** Instructions **
a. In the forum thread about cruising in the Caribbean, which island does Faster call a gem that is hard to land on?
b. Write a continuation of the forum thread about cruising in the Caribbean, starting after its last sentence.

** start Selected text **

# Economic situation in the Caribbean



## VetMike (Mar 5, 2011)

I am considering cruising in the Caribbean. Leaving aside Haiti, does anyone have any input on the social and economic conditions on the various islands? Has the world wide recession had an effect on safety?


----------



## Faster (Sep 13, 2005)

It's been a year or more since we were last there, but we've cruised the eastern chain from Grenada to St Maarten over the past 6 years prior. Reports are varied but generally we never felt unsafe. The French islands are well supported by France and have good facilities at reasonable prices. Saba is a gem, stable but difficult to land with no real good anchorage.. but worth it if the weather cooperates (for the cab ride alone!)

St Vincent has become a bit of a hotbed (certain areas anyhow) in the drug trade and I believe parts of that island are being avoided. Sporadic reports of some vandalism in Rodney Bay on St Lucia generally kept our hosts from spending much time there, but we stopped at the Grand Pitons regularly.

The Grenadines are amazing, try to avoid the cruise ship stops, and as you head down into Union, Carriacou etc it's all very laid back and there seems little crime.

Antigua and Barbuda seemed fine, lots going on in Antigua and our host are based there in winter.. Barbuda (swell dependant) is a deserted paradise for the most part...

As to whether or not the most recent economic trends have changed things, hopefully someone with more recent experience can chime in (although most who winter there will just be getting ready to return about now)


----------



## kd3pc (Oct 19, 2006)

depends on what you call safety. Growing up in the DC area, all of the islands are quite safe. Aside from the drug smugglers, arrogance of Americans, and the ongoing fiasco(s) in Aruba...you should be fine...that was my experience last winter through March this year..

does not mean you leave things unlocked and valuables (what we take for granted can be quite valuable) out in the open, nor flash and shock, or ask around for drugs...

For the most part they are driven by tourist dollars, and will bend over backwards to help that along. 

You may want to check a few island sites and the state dept, or island embassies for specific...


----------



## orthomartin (Oct 21, 2006)

*caribbean*

Faster is right on the money. We made landfall last Nov after crossing from Las palmas Grand Canaria at Rodney Bay St. Lucia. It was great there and we will return this summer but the drug war is real. 
We spent a year in the Caribbean before heading to the Med., (2008-9). Between then and now there have been about 4 or 5 violent attacks on boats or crew. One in St. Maarten, two in Antigua, one in Tabago, one St. Vincent. Adjusted for number of cruising boats and island populations the incidence of attack in very low.

** end Selected text **
** start Provided material **

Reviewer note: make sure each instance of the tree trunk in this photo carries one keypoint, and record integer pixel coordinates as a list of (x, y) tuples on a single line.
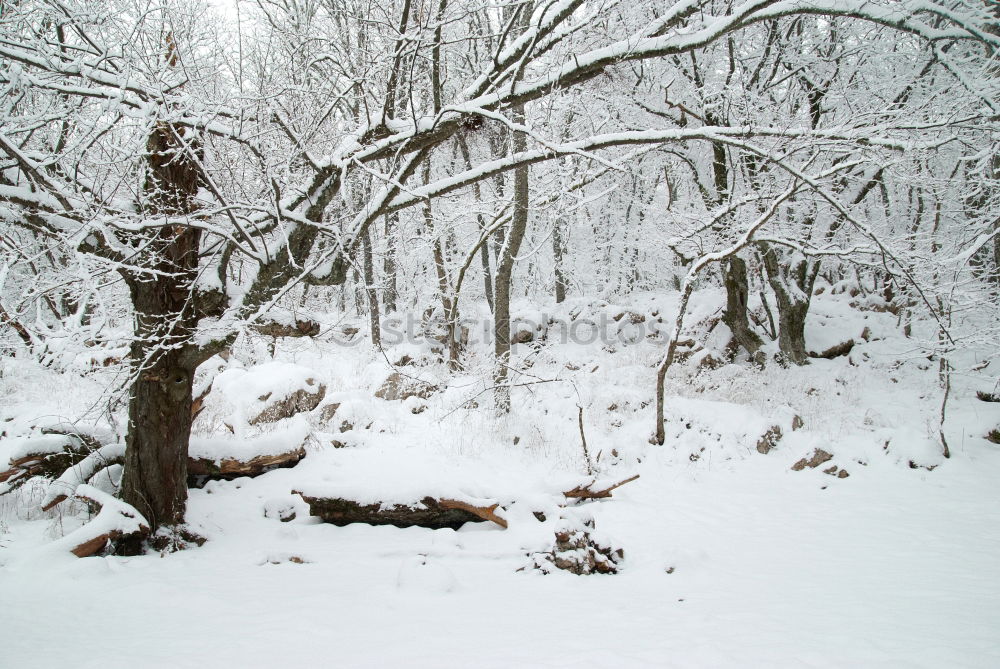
[(792, 284), (505, 269), (557, 258), (373, 313), (163, 364), (734, 272), (389, 264)]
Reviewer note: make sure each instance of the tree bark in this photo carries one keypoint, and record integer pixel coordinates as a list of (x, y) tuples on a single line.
[(372, 294), (734, 272), (557, 260), (389, 264), (163, 363), (792, 284)]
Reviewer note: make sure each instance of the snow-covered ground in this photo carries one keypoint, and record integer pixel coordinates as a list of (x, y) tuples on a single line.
[(731, 558)]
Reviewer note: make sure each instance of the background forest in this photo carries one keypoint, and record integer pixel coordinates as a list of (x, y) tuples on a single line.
[(496, 259)]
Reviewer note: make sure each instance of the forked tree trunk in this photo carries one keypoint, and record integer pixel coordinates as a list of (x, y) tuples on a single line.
[(163, 357), (734, 272), (163, 363), (792, 282), (374, 320)]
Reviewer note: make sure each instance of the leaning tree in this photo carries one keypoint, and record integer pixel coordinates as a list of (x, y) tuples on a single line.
[(213, 181)]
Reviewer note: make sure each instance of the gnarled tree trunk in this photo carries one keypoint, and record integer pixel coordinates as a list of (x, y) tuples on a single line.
[(734, 272), (792, 281)]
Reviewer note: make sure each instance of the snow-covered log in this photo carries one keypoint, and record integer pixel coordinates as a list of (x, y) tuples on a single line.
[(597, 488), (115, 520), (80, 473), (428, 512)]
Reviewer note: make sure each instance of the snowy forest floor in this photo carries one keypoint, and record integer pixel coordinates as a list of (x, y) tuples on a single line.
[(731, 558)]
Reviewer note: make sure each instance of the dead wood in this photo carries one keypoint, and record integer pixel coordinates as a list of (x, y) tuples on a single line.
[(115, 520), (484, 512), (307, 328), (428, 512), (201, 470), (587, 491), (835, 351)]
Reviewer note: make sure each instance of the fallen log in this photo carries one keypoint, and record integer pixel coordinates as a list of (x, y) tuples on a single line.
[(115, 520), (834, 351), (428, 512), (81, 472), (588, 491), (201, 469)]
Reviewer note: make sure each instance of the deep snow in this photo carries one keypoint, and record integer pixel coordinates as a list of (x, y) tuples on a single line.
[(731, 558)]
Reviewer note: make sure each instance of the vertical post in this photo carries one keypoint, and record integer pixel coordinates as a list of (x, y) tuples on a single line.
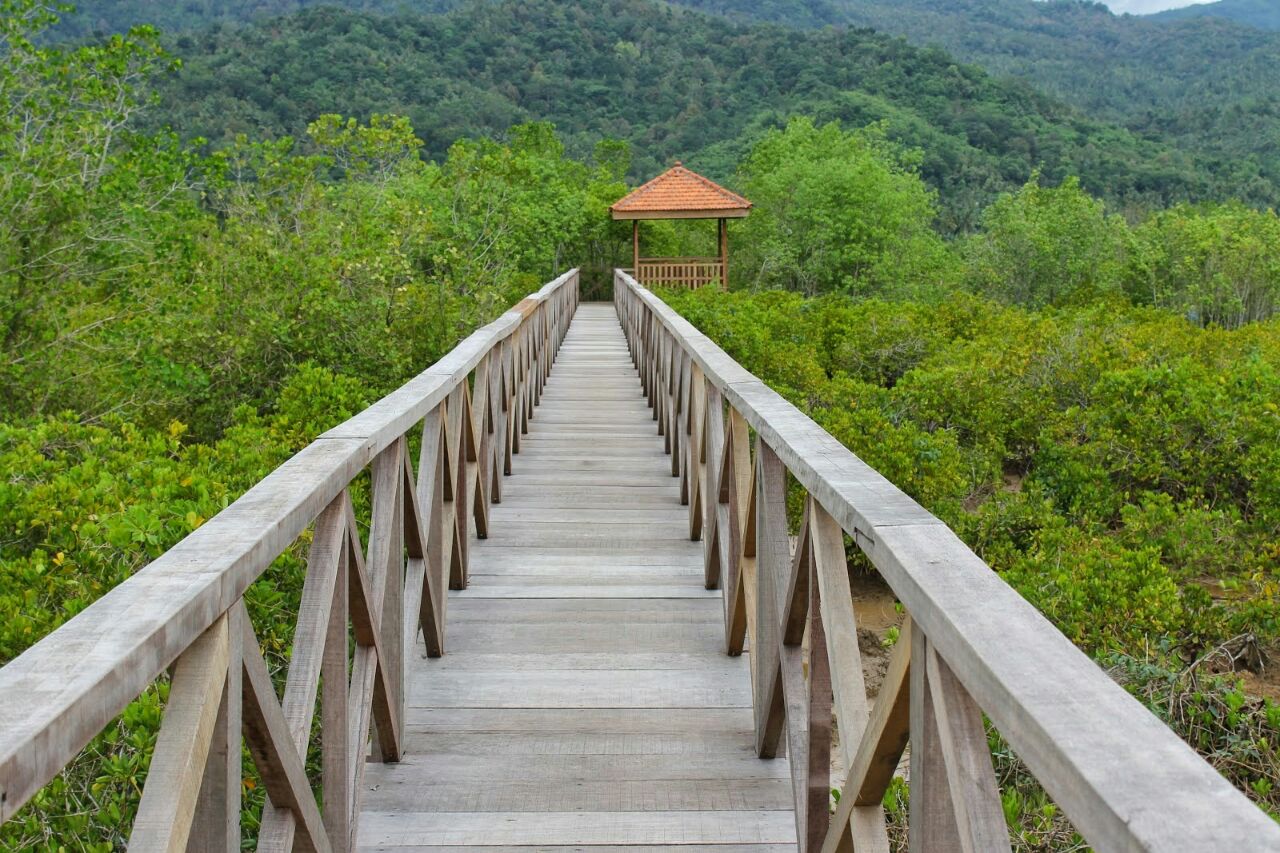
[(215, 828), (931, 815), (723, 236), (635, 249)]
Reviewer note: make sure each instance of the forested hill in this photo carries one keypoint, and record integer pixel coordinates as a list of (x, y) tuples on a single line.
[(1255, 13), (1206, 83), (670, 81)]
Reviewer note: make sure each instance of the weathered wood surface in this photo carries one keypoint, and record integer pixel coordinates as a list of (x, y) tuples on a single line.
[(585, 698), (1127, 781), (64, 689)]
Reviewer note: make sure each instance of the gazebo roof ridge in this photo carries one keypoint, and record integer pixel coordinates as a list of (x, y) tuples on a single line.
[(680, 194)]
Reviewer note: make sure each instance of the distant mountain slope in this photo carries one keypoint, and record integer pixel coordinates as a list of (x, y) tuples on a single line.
[(117, 16), (672, 82), (1264, 14), (1205, 83)]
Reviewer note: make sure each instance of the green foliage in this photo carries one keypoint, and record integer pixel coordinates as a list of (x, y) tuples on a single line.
[(1116, 465), (1046, 246), (177, 325), (1217, 263), (82, 509), (675, 83), (839, 211)]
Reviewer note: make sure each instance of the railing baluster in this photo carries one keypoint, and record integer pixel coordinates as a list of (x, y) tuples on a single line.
[(763, 580), (216, 824), (324, 561), (222, 693), (334, 723), (695, 454), (955, 801), (818, 720), (737, 489), (182, 748), (278, 761), (714, 514)]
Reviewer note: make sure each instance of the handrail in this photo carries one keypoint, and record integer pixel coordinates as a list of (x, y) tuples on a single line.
[(186, 607), (1125, 780)]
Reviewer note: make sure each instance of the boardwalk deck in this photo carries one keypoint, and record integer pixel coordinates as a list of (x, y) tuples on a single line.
[(585, 699)]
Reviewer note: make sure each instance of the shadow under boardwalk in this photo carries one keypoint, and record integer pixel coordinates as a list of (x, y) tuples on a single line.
[(585, 699)]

** end Provided material **

** Answers to the tasks **
a. Saba

b.
The economics mirror the US for the most part. What you spend varies widely on where in the chain you spend most your time. The Leewards cost more than the windwards, but there are more facilities. Most expensive, are BVI, St. Maarten, St. Barts, Nevis, and Antigua. I would say cost for normal things such as provisions and shore activities are about 15-20% more then say Miami.

The range of costs from cruiser to cruiser is great. Our costs including repairs, maintenance, insurance (health and boat), food,entertainment, and misc. has averaged $5,000/mo. Now mind you we have been in the Med. for two years and it is much more expensive there. We have cruising friends on a smaller simpler boat that average (all things) about $1,000/mo in the Caribbean.


----------



## night0wl (Mar 20, 2006)

My wife is from the islands (Trinidad)...and despite the rosy picture portrayed above, we have *DEFINITELY* seen a decline in safety and overall increase in lawessness in the islands we've visited. The youth that grew up idolizing the fast money culture has come of age and with few avenues to obtain it has resorted to graft. Nearly every island is battling drugs and the gang crime that comes with it. In fact, Trinidad is under a near nationwide curfew right now. Seems like its going to get worse before it gets better as the tourist trade is still pretty off this season with Europe going through their financial crisis now...its keeping many folks from Europe away which is a lot of the Caribbean tourist season.


----------



## orthomartin (Oct 21, 2006)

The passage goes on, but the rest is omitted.